**WORK REQUIRED**:
From the line with "Could you please drop a point on the dry" to the final line of the records, every line is to be duplicated exactly, both of those lines included.

[Natural-language object grounding data]
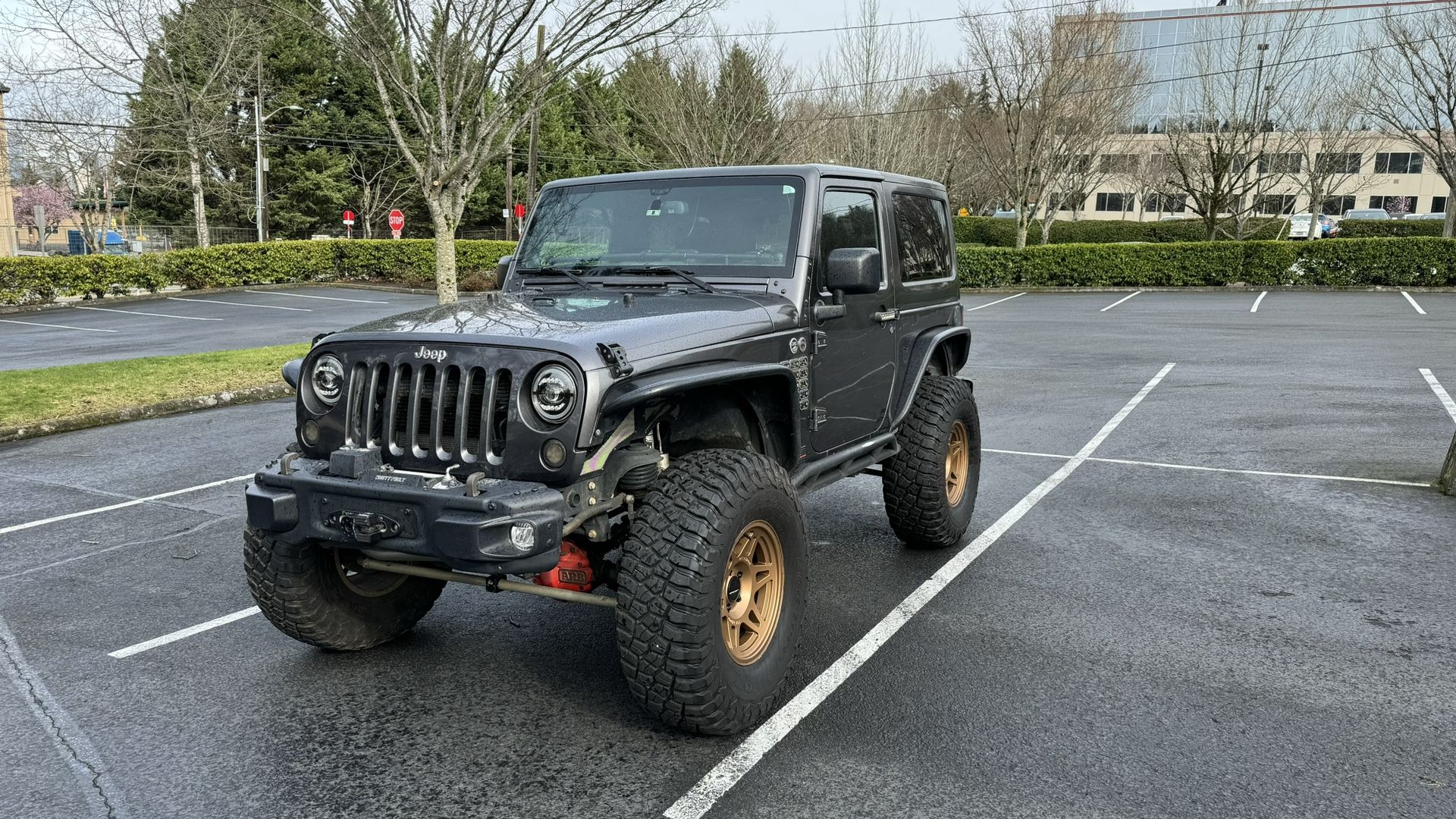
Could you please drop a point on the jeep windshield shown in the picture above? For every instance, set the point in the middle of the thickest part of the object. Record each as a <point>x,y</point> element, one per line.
<point>730,226</point>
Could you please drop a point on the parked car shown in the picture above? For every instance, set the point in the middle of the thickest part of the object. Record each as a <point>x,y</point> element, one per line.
<point>1299,226</point>
<point>642,417</point>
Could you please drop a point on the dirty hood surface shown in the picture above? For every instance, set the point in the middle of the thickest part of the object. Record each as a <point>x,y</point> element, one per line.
<point>651,322</point>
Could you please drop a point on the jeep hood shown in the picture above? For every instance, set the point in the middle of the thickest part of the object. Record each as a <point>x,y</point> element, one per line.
<point>644,322</point>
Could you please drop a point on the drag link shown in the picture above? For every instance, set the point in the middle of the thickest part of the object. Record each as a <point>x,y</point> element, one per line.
<point>490,582</point>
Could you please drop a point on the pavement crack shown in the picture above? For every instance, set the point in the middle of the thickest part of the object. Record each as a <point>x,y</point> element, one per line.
<point>80,755</point>
<point>143,541</point>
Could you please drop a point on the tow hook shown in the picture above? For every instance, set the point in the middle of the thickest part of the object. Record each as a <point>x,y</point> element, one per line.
<point>363,526</point>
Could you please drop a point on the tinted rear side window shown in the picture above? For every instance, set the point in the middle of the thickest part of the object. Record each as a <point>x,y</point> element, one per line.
<point>922,226</point>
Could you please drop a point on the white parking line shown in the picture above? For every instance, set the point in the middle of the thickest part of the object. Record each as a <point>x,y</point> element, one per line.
<point>996,302</point>
<point>58,325</point>
<point>240,305</point>
<point>181,634</point>
<point>743,758</point>
<point>1119,302</point>
<point>325,297</point>
<point>1440,392</point>
<point>124,504</point>
<point>142,314</point>
<point>1163,465</point>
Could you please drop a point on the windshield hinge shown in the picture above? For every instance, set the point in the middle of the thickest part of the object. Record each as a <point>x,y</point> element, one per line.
<point>617,359</point>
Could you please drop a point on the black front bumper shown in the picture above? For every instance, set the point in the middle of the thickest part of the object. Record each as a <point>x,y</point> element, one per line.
<point>389,512</point>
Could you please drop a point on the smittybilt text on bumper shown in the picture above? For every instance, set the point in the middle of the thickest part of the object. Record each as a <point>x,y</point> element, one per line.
<point>495,526</point>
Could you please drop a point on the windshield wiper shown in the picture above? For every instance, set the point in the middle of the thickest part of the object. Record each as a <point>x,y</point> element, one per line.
<point>566,273</point>
<point>676,271</point>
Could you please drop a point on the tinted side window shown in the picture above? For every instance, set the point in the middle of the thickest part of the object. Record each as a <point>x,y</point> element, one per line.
<point>925,253</point>
<point>849,222</point>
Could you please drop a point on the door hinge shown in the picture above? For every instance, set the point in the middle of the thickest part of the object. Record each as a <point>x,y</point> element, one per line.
<point>819,417</point>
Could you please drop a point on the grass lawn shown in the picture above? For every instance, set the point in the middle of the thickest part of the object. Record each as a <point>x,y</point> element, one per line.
<point>28,397</point>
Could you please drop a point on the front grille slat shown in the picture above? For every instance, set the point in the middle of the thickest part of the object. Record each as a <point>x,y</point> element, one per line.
<point>425,414</point>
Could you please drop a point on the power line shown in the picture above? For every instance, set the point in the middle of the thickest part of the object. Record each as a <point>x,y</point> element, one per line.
<point>1138,50</point>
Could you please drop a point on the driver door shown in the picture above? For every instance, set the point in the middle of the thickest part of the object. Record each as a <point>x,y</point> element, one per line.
<point>854,360</point>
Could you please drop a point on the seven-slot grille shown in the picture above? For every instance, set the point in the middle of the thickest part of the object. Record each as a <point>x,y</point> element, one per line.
<point>431,411</point>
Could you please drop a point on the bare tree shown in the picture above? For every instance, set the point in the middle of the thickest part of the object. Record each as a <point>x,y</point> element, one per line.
<point>83,158</point>
<point>177,63</point>
<point>1223,145</point>
<point>1411,71</point>
<point>446,88</point>
<point>701,104</point>
<point>1057,91</point>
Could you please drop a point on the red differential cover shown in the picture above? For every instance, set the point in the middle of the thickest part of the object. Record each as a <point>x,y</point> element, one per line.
<point>573,572</point>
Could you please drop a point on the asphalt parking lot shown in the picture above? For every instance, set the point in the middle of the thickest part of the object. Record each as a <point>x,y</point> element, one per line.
<point>188,322</point>
<point>1220,592</point>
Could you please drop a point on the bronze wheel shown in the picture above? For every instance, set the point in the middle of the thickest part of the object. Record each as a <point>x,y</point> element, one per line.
<point>752,594</point>
<point>957,464</point>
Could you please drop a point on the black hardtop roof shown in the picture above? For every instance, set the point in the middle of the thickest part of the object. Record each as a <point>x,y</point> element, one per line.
<point>811,172</point>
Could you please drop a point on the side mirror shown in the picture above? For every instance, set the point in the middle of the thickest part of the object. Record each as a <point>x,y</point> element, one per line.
<point>852,271</point>
<point>291,371</point>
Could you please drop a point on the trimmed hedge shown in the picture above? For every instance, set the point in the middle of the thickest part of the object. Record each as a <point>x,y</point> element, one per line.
<point>1002,232</point>
<point>1373,228</point>
<point>1354,262</point>
<point>34,280</point>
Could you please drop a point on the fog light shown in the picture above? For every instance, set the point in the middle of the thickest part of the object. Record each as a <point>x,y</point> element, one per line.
<point>523,537</point>
<point>554,453</point>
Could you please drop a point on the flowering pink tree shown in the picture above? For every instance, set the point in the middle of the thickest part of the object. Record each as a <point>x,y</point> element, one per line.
<point>55,203</point>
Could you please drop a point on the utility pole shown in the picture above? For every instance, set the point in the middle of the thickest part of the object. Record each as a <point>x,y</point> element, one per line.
<point>536,121</point>
<point>258,159</point>
<point>510,197</point>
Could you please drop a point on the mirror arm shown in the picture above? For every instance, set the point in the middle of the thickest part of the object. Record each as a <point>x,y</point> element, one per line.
<point>835,311</point>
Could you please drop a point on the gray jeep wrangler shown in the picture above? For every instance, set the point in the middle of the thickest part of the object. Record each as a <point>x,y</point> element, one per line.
<point>673,360</point>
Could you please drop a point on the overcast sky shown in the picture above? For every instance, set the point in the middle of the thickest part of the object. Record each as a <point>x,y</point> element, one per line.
<point>944,37</point>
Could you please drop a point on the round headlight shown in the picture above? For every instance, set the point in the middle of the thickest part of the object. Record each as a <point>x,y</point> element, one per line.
<point>554,394</point>
<point>328,379</point>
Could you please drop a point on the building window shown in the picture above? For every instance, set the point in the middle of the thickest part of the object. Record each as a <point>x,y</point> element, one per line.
<point>1165,203</point>
<point>1116,202</point>
<point>1120,162</point>
<point>1282,162</point>
<point>1338,162</point>
<point>1398,164</point>
<point>1395,206</point>
<point>1337,206</point>
<point>1274,205</point>
<point>1069,202</point>
<point>922,229</point>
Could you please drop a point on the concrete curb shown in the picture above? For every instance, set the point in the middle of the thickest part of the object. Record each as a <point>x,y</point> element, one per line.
<point>158,410</point>
<point>1219,289</point>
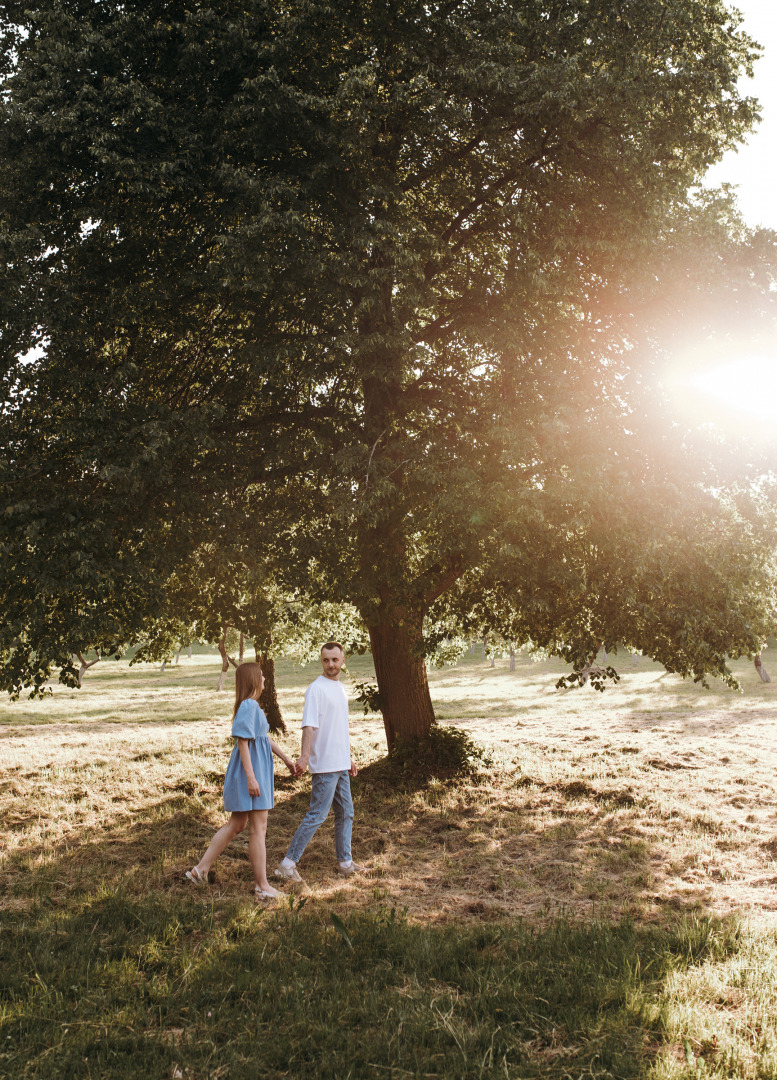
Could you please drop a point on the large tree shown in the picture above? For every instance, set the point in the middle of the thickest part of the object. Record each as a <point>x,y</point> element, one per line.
<point>357,259</point>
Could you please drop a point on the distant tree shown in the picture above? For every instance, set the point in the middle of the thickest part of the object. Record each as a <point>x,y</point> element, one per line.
<point>393,269</point>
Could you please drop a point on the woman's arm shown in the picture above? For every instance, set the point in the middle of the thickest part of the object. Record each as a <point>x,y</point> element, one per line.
<point>284,757</point>
<point>245,758</point>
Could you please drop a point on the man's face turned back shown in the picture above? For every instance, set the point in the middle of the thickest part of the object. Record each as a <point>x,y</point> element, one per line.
<point>332,661</point>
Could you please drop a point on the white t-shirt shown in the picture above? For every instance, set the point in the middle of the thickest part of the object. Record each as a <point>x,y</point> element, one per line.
<point>326,710</point>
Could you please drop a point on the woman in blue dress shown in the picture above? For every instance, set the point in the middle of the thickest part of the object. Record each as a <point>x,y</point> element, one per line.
<point>249,786</point>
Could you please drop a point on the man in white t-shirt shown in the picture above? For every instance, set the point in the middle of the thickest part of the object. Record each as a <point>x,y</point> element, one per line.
<point>326,753</point>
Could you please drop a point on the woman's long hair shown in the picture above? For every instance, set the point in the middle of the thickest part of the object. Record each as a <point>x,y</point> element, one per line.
<point>249,683</point>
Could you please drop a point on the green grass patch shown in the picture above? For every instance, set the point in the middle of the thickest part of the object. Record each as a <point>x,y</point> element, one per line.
<point>171,986</point>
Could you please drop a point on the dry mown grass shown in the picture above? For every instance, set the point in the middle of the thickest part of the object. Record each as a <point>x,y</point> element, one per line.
<point>656,795</point>
<point>655,800</point>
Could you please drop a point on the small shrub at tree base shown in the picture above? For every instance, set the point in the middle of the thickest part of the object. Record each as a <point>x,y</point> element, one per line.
<point>369,696</point>
<point>445,753</point>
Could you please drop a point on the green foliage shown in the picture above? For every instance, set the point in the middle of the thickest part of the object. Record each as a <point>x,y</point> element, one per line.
<point>367,694</point>
<point>366,299</point>
<point>445,753</point>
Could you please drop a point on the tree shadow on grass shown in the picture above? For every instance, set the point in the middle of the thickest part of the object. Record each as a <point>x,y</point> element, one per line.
<point>447,851</point>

**TASK RESPONSE**:
Could you please drop a point on the dry mown grass shown in the picture above? For every instance, set the point in the middle of the thickest part of the object. Record each as a <point>x,y</point> element, one per line.
<point>656,795</point>
<point>655,800</point>
Could you please drop a point on the small shrub at tree base shown in the picture above? For every instance, set the point in the middle of the thickest part of the object. Record each as a <point>x,y</point> element, one per line.
<point>369,696</point>
<point>445,753</point>
Could you please drop a point on the green foliage shown in the picture above? For every instance, set the point in the middle of the thickest part of the object. Record each as a <point>x,y</point> element, one per line.
<point>367,694</point>
<point>366,299</point>
<point>445,753</point>
Could you please drop a point on the tree shadow on grass shown in the picture above? For every instance, set the point in the middle of the thickest part of the object. Record each as a <point>x,y</point> element, one per line.
<point>447,851</point>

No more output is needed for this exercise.